Record all of your findings. From the fecal sample, you may see what needs to be treated. If you see no worm overload or large amount of cocci and your goat does have a temperature, perhaps she has a bacteria. Pay attention to her nose, is it runny? Look at her eye lids, gums, feel her rumen. Read up on pulse, temperature and rumen activity to expect so you know if you are feeling/seeing something that shouldnt be.
Many times if your goat has signs of illness such as diarhea, you want to call or go to the vet. Or even just treat with peptobismal or kao pectate. This isnt always the best idea, first try to discover the problem. Has your goat been vaccinated with Cd and t? Is it time to do so again? Are you keeping a worming chart, have you kept up with chemical or herbal dewormer?
Keep your notebook up, this is something I have not been good at previously. My notebook will be messy, but it will stay dated. If you keep it dated and enter each thing you notice change wise, you will learn from your own herd and have that to look back on.
Okay now, the more icky stuff. You can see tapeworm IN your goats feces, both segments and egg packets. I have a small goat who did have this occur, I saw segments in his feces. So, I treated him with chemicals. There was no change whatsoever though I tried to follow the directions for goats, IE worming with 4x the amount. I had also a small girl whose brother died from something.. and she and her living brother (part of a neighboring herd at this time) are both small, emaciated with slit eyes that are leaking.
There are 2 worms that can cause these symptoms, barber pole worm and tapeworm. Both can do serious dammage to your goats. I treated my small goats with a strong herbal dewormer that targets both types of worms and its working considerably better than the chemical wormers. I have given both chemical and herbal dewormers, both to sick and healthy goats and do see on fecals that the herbs are much more effective.

Stored data
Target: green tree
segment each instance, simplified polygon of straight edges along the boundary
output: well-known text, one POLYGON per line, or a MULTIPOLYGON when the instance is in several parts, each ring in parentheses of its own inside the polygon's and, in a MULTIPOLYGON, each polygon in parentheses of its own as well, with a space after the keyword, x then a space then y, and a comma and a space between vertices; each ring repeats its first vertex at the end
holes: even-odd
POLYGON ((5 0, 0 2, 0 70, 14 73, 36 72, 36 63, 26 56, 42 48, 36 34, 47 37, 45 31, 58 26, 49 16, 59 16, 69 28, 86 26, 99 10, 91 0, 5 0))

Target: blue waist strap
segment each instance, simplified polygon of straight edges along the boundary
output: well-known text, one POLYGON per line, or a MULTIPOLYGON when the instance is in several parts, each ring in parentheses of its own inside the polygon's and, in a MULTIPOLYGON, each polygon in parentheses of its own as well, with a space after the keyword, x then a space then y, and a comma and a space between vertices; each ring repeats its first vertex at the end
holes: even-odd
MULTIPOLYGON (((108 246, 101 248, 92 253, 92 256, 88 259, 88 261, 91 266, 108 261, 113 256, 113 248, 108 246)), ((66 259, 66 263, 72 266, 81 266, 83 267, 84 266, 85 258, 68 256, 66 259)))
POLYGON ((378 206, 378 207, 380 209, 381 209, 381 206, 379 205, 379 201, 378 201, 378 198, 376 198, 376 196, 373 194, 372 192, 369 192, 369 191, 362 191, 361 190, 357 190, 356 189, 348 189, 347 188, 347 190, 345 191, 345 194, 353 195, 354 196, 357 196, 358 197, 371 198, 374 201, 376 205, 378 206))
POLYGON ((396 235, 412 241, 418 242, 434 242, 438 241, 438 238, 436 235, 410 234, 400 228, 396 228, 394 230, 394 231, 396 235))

INSTRUCTIONS:
1. Print the part of the goat health text starting with "Keep your notebook" and going on through "look back on.".
2. Answer these questions from the goat health text:
(a) What two forms of tapeworm can be seen in a goat's feces?
(b) Which two worms does the text name as able to cause these symptoms?
(c) Which vaccination does the text ask whether the goat has received?
The rows have no connection to the goat health text.

SOLVED PROBLEMS:
1.
Keep your notebook up, this is something I have not been good at previously. My notebook will be messy, but it will stay dated. If you keep it dated and enter each thing you notice change wise, you will learn from your own herd and have that to look back on.

2.
(a) Segments and egg packets.
(b) Barber pole worm and tapeworm.
(c) Cd and t.